**Problem details:** Print the data exactly as it is given, please.
>>>
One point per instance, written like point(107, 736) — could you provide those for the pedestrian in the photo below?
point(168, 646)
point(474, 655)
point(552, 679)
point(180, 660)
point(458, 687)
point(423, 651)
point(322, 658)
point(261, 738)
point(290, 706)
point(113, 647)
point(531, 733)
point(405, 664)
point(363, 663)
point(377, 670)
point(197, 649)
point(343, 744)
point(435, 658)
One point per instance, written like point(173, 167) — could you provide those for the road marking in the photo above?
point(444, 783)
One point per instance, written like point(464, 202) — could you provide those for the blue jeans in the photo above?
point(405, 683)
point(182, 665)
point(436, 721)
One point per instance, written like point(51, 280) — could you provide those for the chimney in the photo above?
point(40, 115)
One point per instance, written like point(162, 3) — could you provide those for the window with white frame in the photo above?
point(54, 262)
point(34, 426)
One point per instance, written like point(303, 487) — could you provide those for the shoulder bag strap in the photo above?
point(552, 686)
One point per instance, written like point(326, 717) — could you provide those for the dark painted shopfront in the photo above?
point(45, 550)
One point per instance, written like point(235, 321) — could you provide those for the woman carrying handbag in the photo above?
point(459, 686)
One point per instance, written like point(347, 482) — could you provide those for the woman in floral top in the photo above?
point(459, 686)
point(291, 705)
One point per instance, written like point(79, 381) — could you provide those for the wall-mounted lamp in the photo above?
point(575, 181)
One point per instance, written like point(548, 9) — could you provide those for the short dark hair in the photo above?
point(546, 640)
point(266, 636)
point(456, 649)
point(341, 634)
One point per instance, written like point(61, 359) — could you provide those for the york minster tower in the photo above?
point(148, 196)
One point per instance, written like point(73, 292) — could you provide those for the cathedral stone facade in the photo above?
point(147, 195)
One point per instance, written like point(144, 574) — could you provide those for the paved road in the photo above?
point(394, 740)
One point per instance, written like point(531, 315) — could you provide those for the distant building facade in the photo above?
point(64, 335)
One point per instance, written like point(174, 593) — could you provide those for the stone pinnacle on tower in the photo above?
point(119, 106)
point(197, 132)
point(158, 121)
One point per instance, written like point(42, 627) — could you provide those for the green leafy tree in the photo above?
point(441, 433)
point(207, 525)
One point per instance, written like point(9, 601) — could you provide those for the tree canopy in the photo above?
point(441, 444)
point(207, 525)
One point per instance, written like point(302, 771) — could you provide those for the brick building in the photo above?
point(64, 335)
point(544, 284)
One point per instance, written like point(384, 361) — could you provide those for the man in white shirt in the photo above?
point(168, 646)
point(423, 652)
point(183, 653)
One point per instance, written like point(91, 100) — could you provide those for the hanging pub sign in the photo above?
<<<
**Finished task:**
One point per instance, written like point(107, 736) — could you provide those for the pedestrian in the photo below?
point(168, 646)
point(474, 655)
point(552, 679)
point(180, 660)
point(458, 687)
point(423, 651)
point(322, 658)
point(261, 738)
point(290, 706)
point(113, 647)
point(531, 733)
point(405, 664)
point(363, 663)
point(377, 670)
point(197, 649)
point(343, 744)
point(435, 658)
One point per instance, written like point(173, 167) — could you provide those for the road marking in the photo above?
point(444, 783)
One point per instance, written like point(464, 202) — could you provide those for the blue jeans in the photo above?
point(405, 683)
point(182, 665)
point(436, 721)
One point per instance, written like point(51, 280) — could you provide those for the chimney in the photo above?
point(40, 115)
One point per instance, written like point(162, 3) — could you provide those for the window with white frame in the photo above?
point(54, 262)
point(34, 426)
One point per instance, written like point(303, 487) — could you provide those for the shoulder bag strap in the photo above?
point(552, 686)
One point per instance, written like point(326, 717) — could you provide those for the dark painted shopfront in the photo above?
point(45, 550)
One point per instance, written like point(235, 321) — could you provide those for the woman carrying handbag in the photo above?
point(459, 686)
One point per instance, written like point(347, 482) — could you provide those for the woman in floral top in the photo above?
point(459, 686)
point(291, 705)
One point per instance, written like point(79, 381) — could you provide those for the wall-mounted lamp in the photo above?
point(575, 181)
One point per instance, written like point(548, 9) — could you provide those for the short dark hair in the photo above?
point(546, 640)
point(266, 636)
point(456, 649)
point(341, 634)
One point per instance, written like point(61, 359) — could you provide those for the york minster tower in the photo above?
point(148, 196)
One point per instance, written like point(73, 292) — could you provide those for the cathedral stone facade in the photo above?
point(147, 195)
One point per instance, written like point(144, 574) — could you provide those for the paved road in the photo above?
point(394, 740)
One point per instance, written like point(531, 315) — could you provide those for the distant building facade in the photo above?
point(64, 335)
One point per instance, written like point(174, 593) — could you provide those for the stone pinnacle on tower in the photo above?
point(119, 106)
point(197, 132)
point(158, 121)
One point per instance, written like point(42, 627) — could you provide those for the green leafy tree in the photo above?
point(441, 433)
point(207, 525)
One point per instance, written like point(9, 601) — could you provide those for the tree canopy in the photo above?
point(441, 444)
point(207, 525)
One point per instance, written like point(302, 771) — could you provide those for the brick building in the photo above?
point(64, 335)
point(544, 284)
One point per instance, written like point(384, 361) — could you provide those for the man in white shirt in the photo above?
point(168, 646)
point(423, 652)
point(183, 653)
One point per instance, written like point(91, 100) — could you provide those for the hanging pub sign in the photo above?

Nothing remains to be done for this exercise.